Start of DATA PROVIDED

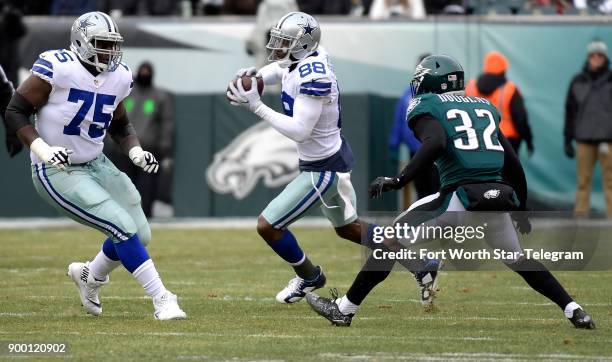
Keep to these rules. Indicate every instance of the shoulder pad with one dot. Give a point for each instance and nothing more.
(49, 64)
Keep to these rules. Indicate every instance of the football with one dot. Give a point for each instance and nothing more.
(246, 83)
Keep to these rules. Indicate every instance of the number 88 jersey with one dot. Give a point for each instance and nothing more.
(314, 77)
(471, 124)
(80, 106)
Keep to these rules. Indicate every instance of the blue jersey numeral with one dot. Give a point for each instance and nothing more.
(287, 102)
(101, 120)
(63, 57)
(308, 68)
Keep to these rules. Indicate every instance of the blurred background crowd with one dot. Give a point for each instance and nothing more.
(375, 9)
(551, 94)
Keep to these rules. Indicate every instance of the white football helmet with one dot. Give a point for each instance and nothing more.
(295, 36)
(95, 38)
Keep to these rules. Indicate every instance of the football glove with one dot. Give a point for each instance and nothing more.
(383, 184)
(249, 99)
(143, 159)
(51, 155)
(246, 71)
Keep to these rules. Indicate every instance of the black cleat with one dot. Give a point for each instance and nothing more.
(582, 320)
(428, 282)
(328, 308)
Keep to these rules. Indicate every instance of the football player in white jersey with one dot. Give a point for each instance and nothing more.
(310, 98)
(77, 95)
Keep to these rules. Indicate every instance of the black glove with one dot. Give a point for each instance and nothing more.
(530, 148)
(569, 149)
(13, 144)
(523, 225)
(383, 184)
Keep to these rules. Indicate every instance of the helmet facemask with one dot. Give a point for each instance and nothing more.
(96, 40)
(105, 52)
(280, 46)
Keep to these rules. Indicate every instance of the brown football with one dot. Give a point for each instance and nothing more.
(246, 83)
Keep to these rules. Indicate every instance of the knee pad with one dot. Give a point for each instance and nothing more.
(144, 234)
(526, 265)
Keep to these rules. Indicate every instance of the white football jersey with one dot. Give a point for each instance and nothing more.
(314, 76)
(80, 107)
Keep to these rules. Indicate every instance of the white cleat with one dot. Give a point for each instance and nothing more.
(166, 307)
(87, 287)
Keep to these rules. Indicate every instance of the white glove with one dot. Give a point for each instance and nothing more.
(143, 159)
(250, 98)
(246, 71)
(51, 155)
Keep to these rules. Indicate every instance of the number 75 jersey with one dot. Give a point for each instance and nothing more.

End of DATA PROVIDED
Start of DATA PROVIDED

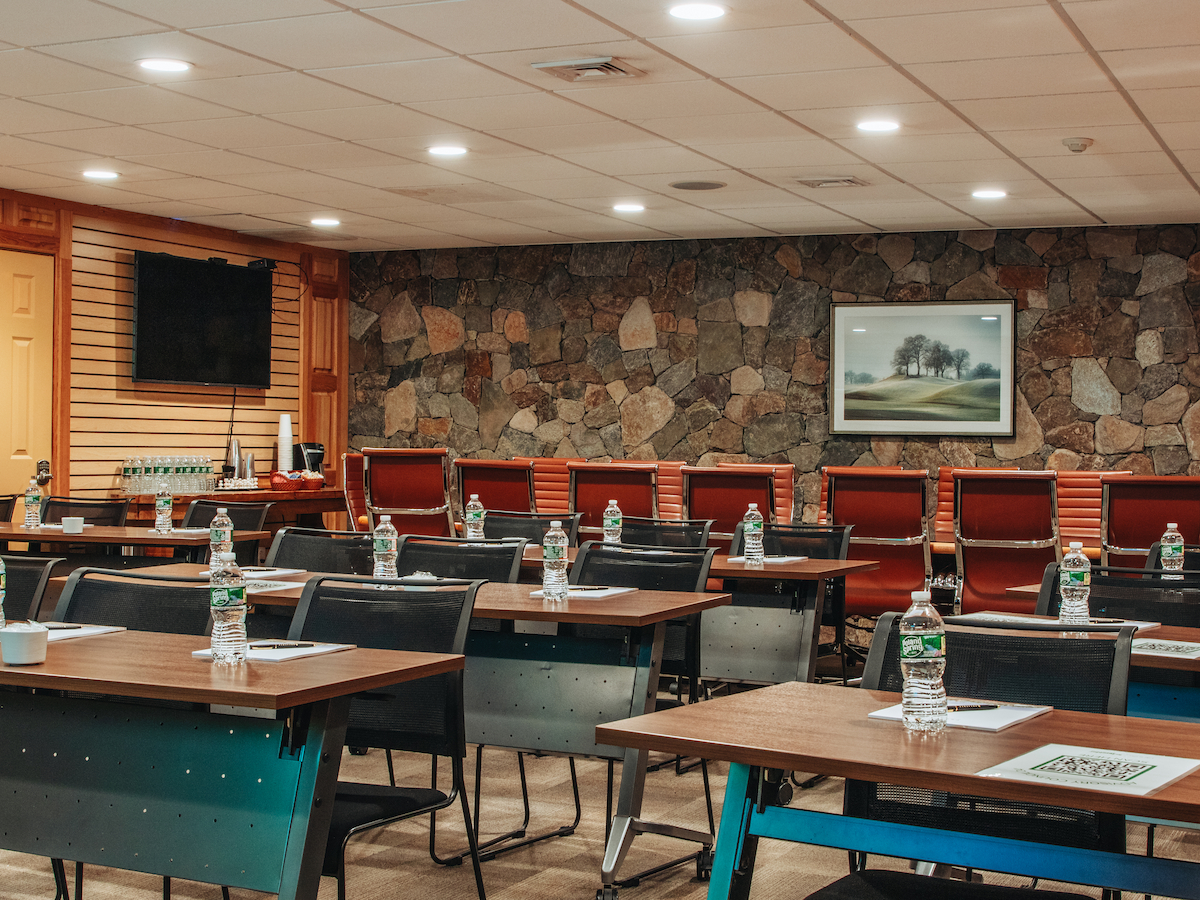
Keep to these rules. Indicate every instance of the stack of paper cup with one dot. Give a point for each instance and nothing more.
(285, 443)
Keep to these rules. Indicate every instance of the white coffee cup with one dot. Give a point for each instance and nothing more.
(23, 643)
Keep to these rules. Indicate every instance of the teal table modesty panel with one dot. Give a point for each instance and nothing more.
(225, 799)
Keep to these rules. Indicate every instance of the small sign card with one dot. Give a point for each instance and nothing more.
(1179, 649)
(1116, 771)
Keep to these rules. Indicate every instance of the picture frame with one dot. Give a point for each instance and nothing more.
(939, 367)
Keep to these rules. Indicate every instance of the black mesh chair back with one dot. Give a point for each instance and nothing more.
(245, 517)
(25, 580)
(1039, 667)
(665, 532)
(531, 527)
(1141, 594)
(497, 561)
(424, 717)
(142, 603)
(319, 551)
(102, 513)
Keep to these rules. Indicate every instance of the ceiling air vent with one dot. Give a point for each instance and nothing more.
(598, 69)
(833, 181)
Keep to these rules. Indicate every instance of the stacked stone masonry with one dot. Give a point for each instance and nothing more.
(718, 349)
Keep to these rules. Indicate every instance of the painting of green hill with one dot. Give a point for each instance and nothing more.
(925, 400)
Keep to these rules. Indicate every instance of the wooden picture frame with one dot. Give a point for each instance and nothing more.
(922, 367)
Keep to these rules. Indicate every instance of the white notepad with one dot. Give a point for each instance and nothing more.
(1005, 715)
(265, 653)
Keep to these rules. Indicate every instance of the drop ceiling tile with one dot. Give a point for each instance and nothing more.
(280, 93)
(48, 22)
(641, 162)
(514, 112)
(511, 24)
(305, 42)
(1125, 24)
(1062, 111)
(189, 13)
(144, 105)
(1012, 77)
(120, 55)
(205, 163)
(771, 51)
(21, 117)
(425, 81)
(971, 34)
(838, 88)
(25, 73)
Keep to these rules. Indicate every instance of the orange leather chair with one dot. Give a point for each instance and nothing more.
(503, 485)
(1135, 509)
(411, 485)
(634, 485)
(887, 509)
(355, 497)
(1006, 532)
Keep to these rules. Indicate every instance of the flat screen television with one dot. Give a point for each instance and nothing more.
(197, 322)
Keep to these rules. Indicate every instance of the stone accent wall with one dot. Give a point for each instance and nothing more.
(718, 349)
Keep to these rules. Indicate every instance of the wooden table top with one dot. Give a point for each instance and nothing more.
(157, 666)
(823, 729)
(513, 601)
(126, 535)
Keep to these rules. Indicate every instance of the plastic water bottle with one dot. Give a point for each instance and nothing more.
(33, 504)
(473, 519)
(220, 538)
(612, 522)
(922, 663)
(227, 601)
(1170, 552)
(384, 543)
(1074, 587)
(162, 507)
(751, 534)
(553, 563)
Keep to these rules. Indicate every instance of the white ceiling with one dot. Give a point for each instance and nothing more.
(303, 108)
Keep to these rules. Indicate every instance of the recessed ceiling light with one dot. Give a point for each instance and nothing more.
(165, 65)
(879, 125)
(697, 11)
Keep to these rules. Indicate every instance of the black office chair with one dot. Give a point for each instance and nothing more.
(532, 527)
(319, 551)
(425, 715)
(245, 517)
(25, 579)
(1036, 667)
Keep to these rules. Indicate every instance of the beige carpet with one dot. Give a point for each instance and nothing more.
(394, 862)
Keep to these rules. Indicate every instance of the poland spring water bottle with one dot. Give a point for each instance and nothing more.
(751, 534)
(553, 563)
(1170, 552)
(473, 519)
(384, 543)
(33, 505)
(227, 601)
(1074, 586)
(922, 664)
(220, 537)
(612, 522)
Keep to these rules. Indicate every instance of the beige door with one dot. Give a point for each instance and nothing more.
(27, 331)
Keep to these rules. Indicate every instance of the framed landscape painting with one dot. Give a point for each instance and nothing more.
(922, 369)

End of DATA PROVIDED

» WORK REQUEST: From the records above, extract exactly and only the lines that begin at the line with "Keep to these rules. Indicate every instance of the knee" and stop after the line with "Keep to these rules. Indicate every instance of the number 75".

» WRITTEN SOLUTION:
Keep to these rules. Indicate every instance of the knee pad with one dot. Give a point for each instance and nothing more.
(144, 234)
(526, 265)
Keep to these rules. Indicate every instance of the white football jersey with one dot. Give a point for each instance and nothing more.
(314, 76)
(80, 107)
Keep to these rules. Indicate every instance of the white cleat with one dot. Give a point for each instance and nothing more.
(166, 307)
(87, 287)
Keep to these rules. Indicate every instance of the white glove with one dot. Give a point for each instance and nothing more.
(143, 159)
(250, 98)
(246, 71)
(51, 155)
Keep to these rules. Indicate every instance of the number 75 jersey with one dot. Give a point for each instance and nothing more.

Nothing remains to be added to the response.